§ EXERCISE AIM:
Print each entry exactly, all the way through.

§ DATA UNDER STUDY:

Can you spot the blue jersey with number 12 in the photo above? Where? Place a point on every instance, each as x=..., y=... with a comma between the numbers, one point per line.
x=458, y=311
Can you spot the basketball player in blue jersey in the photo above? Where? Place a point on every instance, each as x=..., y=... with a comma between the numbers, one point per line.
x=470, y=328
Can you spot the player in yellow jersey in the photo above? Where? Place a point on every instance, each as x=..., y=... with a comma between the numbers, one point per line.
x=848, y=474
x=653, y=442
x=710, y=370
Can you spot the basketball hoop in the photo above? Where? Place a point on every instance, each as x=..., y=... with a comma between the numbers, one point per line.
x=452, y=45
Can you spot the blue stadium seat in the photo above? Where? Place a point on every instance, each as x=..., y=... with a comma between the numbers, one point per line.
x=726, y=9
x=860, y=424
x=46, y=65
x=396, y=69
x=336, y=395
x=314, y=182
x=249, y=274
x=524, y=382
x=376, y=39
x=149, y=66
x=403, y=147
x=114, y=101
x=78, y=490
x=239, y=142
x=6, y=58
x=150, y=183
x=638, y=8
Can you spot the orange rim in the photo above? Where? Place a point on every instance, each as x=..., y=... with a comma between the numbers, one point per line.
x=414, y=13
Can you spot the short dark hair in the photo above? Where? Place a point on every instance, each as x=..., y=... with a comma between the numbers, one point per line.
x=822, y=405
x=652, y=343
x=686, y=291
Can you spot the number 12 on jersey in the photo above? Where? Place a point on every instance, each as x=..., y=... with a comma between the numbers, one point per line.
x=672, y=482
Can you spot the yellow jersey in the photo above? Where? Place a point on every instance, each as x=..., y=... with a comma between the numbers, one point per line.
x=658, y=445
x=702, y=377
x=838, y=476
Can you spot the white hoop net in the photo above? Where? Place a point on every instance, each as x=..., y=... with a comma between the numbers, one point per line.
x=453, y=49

§ EXERCISE RESULT:
Can you spot the blue jersey with number 12 in the photo above? Where? Place a point on every instance, each as x=..., y=... with a comma between the numbers, one point per line.
x=458, y=311
Can you spot the basketball player in blue jersey in the photo above? Where? Place a point on every instance, each as x=..., y=... with a comma between the numbers, one point per line.
x=470, y=328
Can you spot the player in yellow jersey in the photo above? Where? Place a point on every instance, each as x=..., y=... with a comma between the numbers, one point per line.
x=848, y=474
x=653, y=442
x=710, y=370
Can you spot the basketball hoop in the photo above? Where? Place a point on every instance, each as x=..., y=... with a comma between the numbers, one point per line.
x=452, y=45
Can you spot the blue stadium seat in the photo above? Where? Place a point on every instance, each as x=..., y=... with a comma between the numbers, one point per line.
x=726, y=9
x=860, y=424
x=46, y=65
x=396, y=69
x=336, y=395
x=314, y=182
x=249, y=274
x=524, y=382
x=376, y=39
x=149, y=66
x=403, y=147
x=114, y=101
x=78, y=490
x=239, y=142
x=6, y=58
x=150, y=183
x=638, y=8
Can you spot the orange rim in the photo above? Where? Place a point on every instance, each as x=..., y=... with a comma between the numbers, one point per line.
x=414, y=13
Can you spot the short dark hair in the photo above? Where? Place a point on every instance, each as x=..., y=... with a comma between the numbers, one point per line.
x=822, y=405
x=652, y=343
x=686, y=291
Can you spot the number 12 on jersey in the photo above? Where? Place a point on every instance, each as x=..., y=... with a comma between the numbers, one point per line.
x=672, y=482
Can you spot the yellow jersey in the photo above? Where? Place a point on every instance, each as x=..., y=... with a comma between the numbers, one point per line.
x=658, y=445
x=702, y=377
x=838, y=476
Can you spot the white hoop net in the photo above? Where? Place a point on every instance, each as x=..., y=... with a comma between the numbers, one point per line.
x=453, y=49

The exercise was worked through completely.